++++ Brano da esaminare

Nel 2023, tale crescita è diminuita (+ 0,7%) ma è risultata ancora sopra la media dell’area euro. Solo nel 2024 siamo scesi al di sotto: +0,7% per l’Italia, contro +0,9% di eurolandia. Contemporaneamente la Francia ha registrato un +1,2% e la Spagna addirittura un +3,2%. Ma la Germania, con la quale siamo economicamente più collegati ha registrato addirittura un -0,3% nel 2023, per risalire soltanto al +0,2% nel 2024.
Altri dati significativi
Per comprendere meglio la situazione, facciamo ricorso a un altro dato significativo. Il tasso di occupazione in Italia rimane sensibilmente inferiore alla media Ocse (62,9% rispetto al 70,4% nel primo trimestre del 2025)”. Almeno secondo quanto risulta dai dati ufficiali. C’è però un iceberg di cui si intravede solo la punta e che continua a sfuggire a tutte le rilevazioni. Quello del lavoro nero e sfruttato. Sappiamo che riguarda soprattutto i giovani lavoratori e gli immigrati irregolari. Ma a quanto ammonta?
Nel nostro panorama economico, ci sono inoltre altri due dati sorprendenti. Il primo, che in Italia più di un milione di offerte di lavoro rimangono inevase. Nel nord-est quasi un posto su due. Trattasi soprattutto di offerte riguardanti i lavoratori specializzati. Ma anche i medici generici e gli ingegneri elettronici e delle telecomunicazioni. In teoria ciò significa che il sistema scolastico/universitario italiano presenta delle distorsioni. Cioè che i percorsi formativi che dovrebbero “sfornare” lavoratori specializzati o le figure professionali più ricercate non attraggono sufficientemente i giovani.

++++++++
++++ Materiale fornito

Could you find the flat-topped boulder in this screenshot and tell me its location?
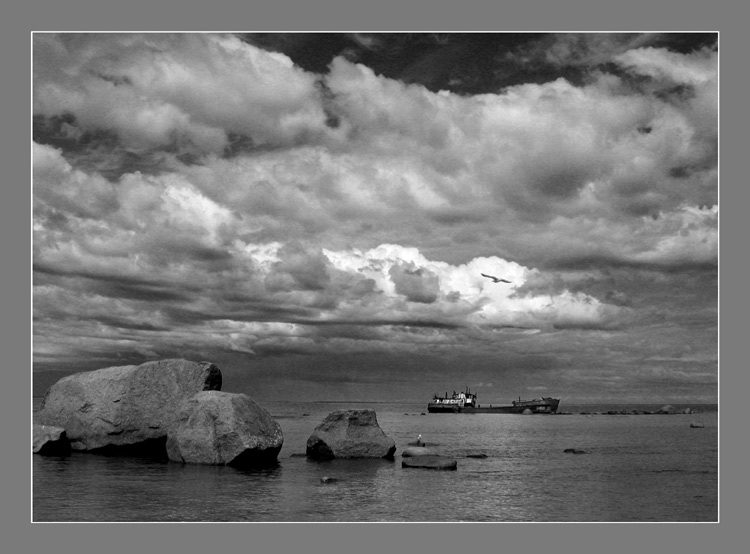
[38,359,221,451]
[401,446,435,458]
[306,410,396,460]
[32,425,70,456]
[401,455,458,470]
[166,391,284,467]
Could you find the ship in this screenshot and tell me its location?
[427,387,560,414]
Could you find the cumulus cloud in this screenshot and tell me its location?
[33,34,718,402]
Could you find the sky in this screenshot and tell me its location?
[32,33,719,402]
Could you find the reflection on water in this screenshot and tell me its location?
[33,398,718,521]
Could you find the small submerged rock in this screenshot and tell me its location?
[401,446,435,458]
[401,454,458,470]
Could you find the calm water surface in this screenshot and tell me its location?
[32,403,718,522]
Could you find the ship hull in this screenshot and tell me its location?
[427,400,559,414]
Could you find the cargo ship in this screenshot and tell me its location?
[427,387,560,414]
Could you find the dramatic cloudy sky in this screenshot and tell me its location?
[33,34,718,402]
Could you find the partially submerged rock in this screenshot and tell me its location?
[306,410,396,460]
[401,446,435,458]
[38,359,221,452]
[401,455,458,470]
[166,391,284,467]
[32,425,70,456]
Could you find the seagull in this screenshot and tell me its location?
[481,273,510,283]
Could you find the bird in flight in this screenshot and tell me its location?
[481,273,510,283]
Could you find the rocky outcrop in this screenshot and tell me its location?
[401,455,458,470]
[401,446,435,458]
[38,359,221,453]
[307,410,396,460]
[166,391,284,467]
[32,425,70,456]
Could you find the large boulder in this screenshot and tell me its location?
[307,410,396,459]
[32,425,70,456]
[38,359,221,453]
[167,391,284,467]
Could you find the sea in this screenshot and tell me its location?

++++++++

Compiti da svolgere:
**A)** Restituisci il passo del brano sull'economia italiana che va da "Nel 2023, tale" fino a "al +0,2% nel 2024." incluso.
**B)** Continua il brano sull'economia italiana, riprendendo subito dopo la sua ultima frase.

Risposte numerate:
**A)**
Nel 2023, tale crescita è diminuita (+ 0,7%) ma è risultata ancora sopra la media dell’area euro. Solo nel 2024 siamo scesi al di sotto: +0,7% per l’Italia, contro +0,9% di eurolandia. Contemporaneamente la Francia ha registrato un +1,2% e la Spagna addirittura un +3,2%. Ma la Germania, con la quale siamo economicamente più collegati ha registrato addirittura un -0,3% nel 2023, per risalire soltanto al +0,2% nel 2024.

**B)**
C’è però un secondo dato che contraddice il primo. In tredici anni, dal 2011 al 2023, 550 mila giovani italiani di 18-34 anni sono emigrati all’estero. Al netto dei rientri, il dato è pari a 377 mila (Dati CNEL). Il 33% dei giovani espatriati ha intenzione di rimanere all’estero. Perché lì ha trovato migliori opportunità lavorative (25%), di studio e formazione (19,2%) o una qualità della vita più alta (17,1%). Solo il 10% considera il salario più elevato come principale ragione per l’espatrio. Il 51% espatriati sta ancora valutando se rimanere all’estero o tornare in Italia. Solo il 16% ha dichiarato di essere sicuro di rientrare prima o poi in Patria.
Salari reali bassi, da che dipende?
Tentiamo allora di far sintesi. Ci troviamo in presenza di un’economia (quella italiana) con l’incremento dei salari reali più basso della zona Ocse. Anzi, negli ultimi quattro anni, addirittura in decremento. I bassi salari sono una delle motivazioni sufficienti a spiegare perché circa un milione di offerte di lavoro, in Italia, rimangono inevase. Non la motivazione della poca qualificazione o specializzazione della forza lavoro. Questa, infatti, non spiegherebbe perché centinaia di giovani italiani cercano (e trovano) lavoro all’estero.
Sappiamo però che una quota significativa (anche se di difficile commisurazione) della forza lavoro italiana, è occupata in nero. In tal caso, percependo salari ancora più bassi degli occupati con regolare contratto, che non sfuggono alle statistiche. Tale bacino non è formato soltanto da lavoratori immigrati irregolari. Ma anche da giovani (e questo spiegherebbe anche il dato dell’invecchiamento della forza lavoro regolare). Sono coloro che una ministra di alcuni anni fa definì “i bamboccioni”. Una numerosa platea che preferisce vivere a carico della famiglia di origine, accettando soltanto lavoretti part-time o sottopagati. Magari per non perdere sussidi di disoccupazione o contributi per figli a carico, da parte dei genitori.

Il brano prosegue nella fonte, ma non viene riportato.